#### Source passage:
start

Class Transform

java.lang.Object
smile.plot.vega.Transform

public class Transform extends Object
View-level data transformations such as filter and new field calculation. When both view-level transforms and field transforms inside encoding are specified, the view-level transforms are executed first based on the order in the array. Then the inline transforms are executed in this order: bin, timeUnit, aggregate, sort, and stack.
  • Method Details

    • toString

      public String toString()
      Overrides:
      toString in class Object
    • toPrettyString

      public String toPrettyString()
      Returns the specification in pretty print.
      Returns:
      the specification in pretty print.
    • aggregate

      public Transform aggregate(String op, String field, String as, String... groupby)
      Aggregate summarizes a table as one record for each group. To preserve the original table structure and instead add a new column with the aggregate values, use the join aggregate transform.

end

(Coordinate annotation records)
start

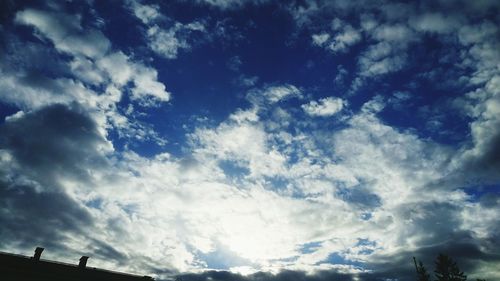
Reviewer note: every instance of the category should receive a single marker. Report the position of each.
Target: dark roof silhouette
(24, 268)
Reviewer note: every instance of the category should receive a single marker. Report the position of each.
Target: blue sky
(266, 139)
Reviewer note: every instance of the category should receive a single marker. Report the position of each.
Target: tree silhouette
(422, 274)
(447, 269)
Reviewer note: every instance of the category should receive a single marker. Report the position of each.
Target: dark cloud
(53, 141)
(287, 275)
(44, 146)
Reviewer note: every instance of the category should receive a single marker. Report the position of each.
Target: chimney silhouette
(83, 262)
(38, 253)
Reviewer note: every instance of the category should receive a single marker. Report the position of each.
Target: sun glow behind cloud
(382, 144)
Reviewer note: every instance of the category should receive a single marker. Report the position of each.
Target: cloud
(352, 199)
(345, 36)
(65, 32)
(166, 42)
(324, 107)
(273, 94)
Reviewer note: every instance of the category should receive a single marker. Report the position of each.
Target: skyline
(319, 139)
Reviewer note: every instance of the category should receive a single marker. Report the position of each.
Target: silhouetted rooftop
(21, 268)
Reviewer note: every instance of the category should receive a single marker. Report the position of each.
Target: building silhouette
(23, 268)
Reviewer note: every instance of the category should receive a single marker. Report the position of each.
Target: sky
(254, 139)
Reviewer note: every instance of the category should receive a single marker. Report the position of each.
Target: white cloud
(164, 41)
(324, 107)
(434, 22)
(146, 13)
(320, 39)
(66, 32)
(342, 41)
(273, 94)
(345, 37)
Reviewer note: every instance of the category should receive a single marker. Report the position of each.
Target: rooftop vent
(38, 253)
(83, 262)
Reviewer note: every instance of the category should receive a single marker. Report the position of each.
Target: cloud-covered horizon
(252, 140)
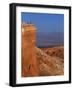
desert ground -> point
(50, 61)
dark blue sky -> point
(44, 22)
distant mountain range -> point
(46, 39)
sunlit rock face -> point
(29, 64)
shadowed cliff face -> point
(39, 61)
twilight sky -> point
(44, 22)
(50, 28)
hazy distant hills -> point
(45, 39)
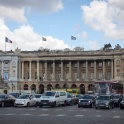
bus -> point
(107, 87)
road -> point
(60, 115)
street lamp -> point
(12, 85)
(123, 82)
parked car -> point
(104, 101)
(71, 99)
(121, 104)
(6, 100)
(53, 98)
(117, 99)
(37, 97)
(86, 101)
(25, 100)
(79, 96)
(15, 94)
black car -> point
(86, 101)
(6, 100)
(121, 104)
(117, 99)
(71, 99)
(104, 101)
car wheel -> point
(36, 104)
(78, 106)
(28, 104)
(2, 104)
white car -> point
(25, 100)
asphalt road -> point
(60, 115)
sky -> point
(94, 23)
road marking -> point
(44, 109)
(98, 116)
(32, 109)
(9, 114)
(116, 116)
(27, 114)
(58, 109)
(79, 115)
(44, 115)
(61, 115)
(84, 110)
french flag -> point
(8, 40)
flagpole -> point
(5, 46)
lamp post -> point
(123, 82)
(12, 85)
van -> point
(53, 98)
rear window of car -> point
(62, 94)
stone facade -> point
(9, 71)
(45, 69)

end

#### Objectives:
(A) List the inline transforms that the Transform class documentation names, in the order it says they are executed.
(B) Proceed with the Transform class documentation, continuing it from its final sentence.

#### Task responses:
(A) bin, timeUnit, aggregate, sort, stack

(B)
      Parameters:
      op - The aggregation operation to apply to the fields (e.g., "sum", "average", or "count").
      field - The data field for which to compute aggregate function. This is required for all aggregation operations except "count".
      as - The output field names to use for each aggregated field.
      groupby - The data fields to group by. If not specified, a single group containing all data objects will be used.
      Returns:
      this object.
    • joinAggregate

      public Transform joinAggregate(String op, String field, String as, String... groupby)
      The join-aggregate transform extends the input data objects with aggregate values in a new field. Aggregation is performed and the results are then joined with the input data. This transform can be helpful for creating derived values that combine both raw data and aggregate calculations, such as percentages of group totals. This transform is a special case of the window transform where the frame is always [null, null]. Compared with the regular aggregate transform, join-aggregate preserves the original table structure and augments records with aggregate values rather than summarizing the data in one record for each group.
      Parameters:
      op - The aggregation operation to apply to the fields (e.g., "sum", "average", or "count").
      field - The data field for which to compute aggregate function. This is required for all aggregation operations except "count".
      as - The output field names to use for each aggregated field.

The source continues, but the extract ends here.